#### KUTIPAN PILIHAN
┌──

Minggu, 23 Mei 2010

Pembuktian dalam hukum islam

PENDAHULUAN

Dalam suatu proses beracara di pengadilan, salah satu tugas hakim adalah untuk menetapkan hubungan hukum yang sebenarnya antara pihak yang berperkara. Hubungan hukum inilah yang harus dibutktikan kebenarannya di depan sidang pengadilan. Pada prinsipnya, yang harus dibuktikan adalah semua peristiwa serta hak yang dikemukakan oleh salah satu pihak yang kebenarannya di bantah oleh pihak lain. Pihak penggugat diberikan kesempatan terlebih dahulu untuk membuktikan kebenaran dalil gugatannya. Setelah itu, pihak tergugat diberikan kesempatan untuk membuktikan kebenaran dalil sangkalannya.
Penegakan hukum merupakan salah satu usaha untuk menciptakan tata tertib, keamanan dan ketentraman di dalam masyarakat, baik itu dalam usaha pencegahan maupun pemberantasan ataupun penindakan setelah terjadinya pelangaran hukum atau dengan kata lain dapat dilakukan secara preventif maupun represif. Dan apabila Undang-undang yang menjadi dasar hukum bagi gerak langkah serta tindakan dari para penegak hukum itu haruslah sesuai dengan tujuan dari falsafah Negara dan pandangan hidup bangsa, maka dalam upaya penegakan hukum akan lebih mencapai sasaran yang dituju. Tujuan dari tindak acara pidana adalah untuk mencapai dan mendapatkan atau setidak-tidaknya mendekati kebenaran-kebenaran materil, yaitu kebenaran yang selengkap-lengkapnya dari suatu peristiwa pidana dengan menerapkan ketentuan hukum acara pidana secara jujur dan tepat.
Dalam perkembangannya hukum acara pidana di indonesia dari dahulu sampai sekarang ini tidak terlepas dari apa yang di sebut sebagai pembuktian, apa saja jenis tindak pidananya pastilah melewati proses pembuktian. Hal ini tidak terlepas dari sistem pembuktian pidana Indonesia yang ada pada KUHAP yang masih menganut Sistem Negatif Wettelijk dalam pembuktian pidana. Pembuktian dalam hal ini bukanlah upaya untuk mencari-cari kesalahan pelaku saja namun yang menjadi tujuan utamanya adalah untuk mencari kebenaran dan keadilan materil. hal ini didalam pembuktian pidana di Indonesia kita mengenal dua hal yang sering kita dengar yaitu alat bukti dan barang bukti di samping adanya proses yang menimbulkan keyakinan hakim dalam pembuktian.

└──

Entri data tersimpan

┌──

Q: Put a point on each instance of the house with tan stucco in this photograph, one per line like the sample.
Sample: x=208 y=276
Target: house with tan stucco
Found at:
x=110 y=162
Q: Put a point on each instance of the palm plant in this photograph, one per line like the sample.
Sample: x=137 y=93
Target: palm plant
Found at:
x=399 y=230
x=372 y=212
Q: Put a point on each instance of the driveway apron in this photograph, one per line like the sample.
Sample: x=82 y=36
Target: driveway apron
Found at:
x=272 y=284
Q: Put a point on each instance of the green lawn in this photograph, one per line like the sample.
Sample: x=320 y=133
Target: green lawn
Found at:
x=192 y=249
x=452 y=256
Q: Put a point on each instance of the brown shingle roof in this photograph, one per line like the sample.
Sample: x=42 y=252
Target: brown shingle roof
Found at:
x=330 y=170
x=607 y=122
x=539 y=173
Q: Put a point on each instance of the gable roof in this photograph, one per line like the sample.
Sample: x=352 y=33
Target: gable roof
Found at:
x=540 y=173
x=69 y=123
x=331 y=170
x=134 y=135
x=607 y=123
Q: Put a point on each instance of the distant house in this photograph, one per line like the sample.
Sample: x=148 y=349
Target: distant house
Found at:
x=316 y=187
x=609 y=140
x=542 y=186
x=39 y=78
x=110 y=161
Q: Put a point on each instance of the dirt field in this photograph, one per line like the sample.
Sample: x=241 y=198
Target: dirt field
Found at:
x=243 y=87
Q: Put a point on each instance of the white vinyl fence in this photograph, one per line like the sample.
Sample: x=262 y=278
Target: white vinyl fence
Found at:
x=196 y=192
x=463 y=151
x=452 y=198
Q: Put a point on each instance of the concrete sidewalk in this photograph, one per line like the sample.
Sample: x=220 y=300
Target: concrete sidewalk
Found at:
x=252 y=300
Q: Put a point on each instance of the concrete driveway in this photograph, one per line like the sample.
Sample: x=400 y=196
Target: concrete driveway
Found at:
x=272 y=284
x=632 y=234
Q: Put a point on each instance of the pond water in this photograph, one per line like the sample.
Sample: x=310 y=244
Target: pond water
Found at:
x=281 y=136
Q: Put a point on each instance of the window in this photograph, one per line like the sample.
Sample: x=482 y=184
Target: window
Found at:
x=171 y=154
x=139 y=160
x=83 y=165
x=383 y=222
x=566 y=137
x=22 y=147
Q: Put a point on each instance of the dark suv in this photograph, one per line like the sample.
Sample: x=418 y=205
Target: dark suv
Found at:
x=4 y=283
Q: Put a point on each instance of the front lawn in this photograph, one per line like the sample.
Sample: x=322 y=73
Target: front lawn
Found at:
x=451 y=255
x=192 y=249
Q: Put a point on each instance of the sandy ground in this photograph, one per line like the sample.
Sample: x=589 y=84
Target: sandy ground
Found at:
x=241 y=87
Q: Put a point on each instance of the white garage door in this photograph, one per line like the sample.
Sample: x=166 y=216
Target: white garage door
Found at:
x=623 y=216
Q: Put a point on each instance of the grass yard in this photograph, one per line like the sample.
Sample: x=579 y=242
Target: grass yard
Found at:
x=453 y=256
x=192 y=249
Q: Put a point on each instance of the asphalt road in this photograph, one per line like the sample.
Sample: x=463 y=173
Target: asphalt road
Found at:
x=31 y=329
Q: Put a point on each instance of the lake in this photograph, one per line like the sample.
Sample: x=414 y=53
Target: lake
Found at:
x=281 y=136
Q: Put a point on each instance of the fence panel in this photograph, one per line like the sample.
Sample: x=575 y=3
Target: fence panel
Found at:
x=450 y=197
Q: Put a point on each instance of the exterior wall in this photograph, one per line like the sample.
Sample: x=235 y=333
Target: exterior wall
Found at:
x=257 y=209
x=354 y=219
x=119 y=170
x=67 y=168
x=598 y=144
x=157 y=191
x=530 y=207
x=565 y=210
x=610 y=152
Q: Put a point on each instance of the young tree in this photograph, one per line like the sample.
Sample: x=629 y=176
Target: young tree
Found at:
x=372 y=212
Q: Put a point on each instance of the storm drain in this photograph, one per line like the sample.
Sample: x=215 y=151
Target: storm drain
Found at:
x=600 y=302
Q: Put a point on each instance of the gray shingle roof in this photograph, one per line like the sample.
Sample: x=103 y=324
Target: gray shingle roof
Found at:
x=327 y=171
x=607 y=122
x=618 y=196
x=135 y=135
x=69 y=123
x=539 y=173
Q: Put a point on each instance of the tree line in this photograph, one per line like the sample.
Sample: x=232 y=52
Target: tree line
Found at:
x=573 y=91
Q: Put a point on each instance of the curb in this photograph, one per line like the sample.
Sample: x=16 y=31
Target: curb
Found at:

└──

#### SOAL LATIHAN
a) Tuliskan kembali bagian kutipan tentang pembuktian mulai dari "Minggu, 23 Mei" sampai dengan "kebenaran dalil sangkalannya.".
b) Jawab pertanyaan berikut berdasarkan kutipan tentang pembuktian.
(i) Pihak mana yang lebih dahulu diberi kesempatan membuktikan kebenaran dalil gugatannya?
(ii) Sistem apa yang masih dianut KUHAP dalam pembuktian pidana?
(iii) Dua hal apa yang dikenal dalam pembuktian pidana di Indonesia di samping proses yang menimbulkan keyakinan hakim?

#### KUNCI JAWABAN
a)
Minggu, 23 Mei 2010

Pembuktian dalam hukum islam

PENDAHULUAN

Dalam suatu proses beracara di pengadilan, salah satu tugas hakim adalah untuk menetapkan hubungan hukum yang sebenarnya antara pihak yang berperkara. Hubungan hukum inilah yang harus dibutktikan kebenarannya di depan sidang pengadilan. Pada prinsipnya, yang harus dibuktikan adalah semua peristiwa serta hak yang dikemukakan oleh salah satu pihak yang kebenarannya di bantah oleh pihak lain. Pihak penggugat diberikan kesempatan terlebih dahulu untuk membuktikan kebenaran dalil gugatannya. Setelah itu, pihak tergugat diberikan kesempatan untuk membuktikan kebenaran dalil sangkalannya.

b)
(i) Pihak penggugat.
(ii) Sistem Negatif Wettelijk.
(iii) Alat bukti dan barang bukti.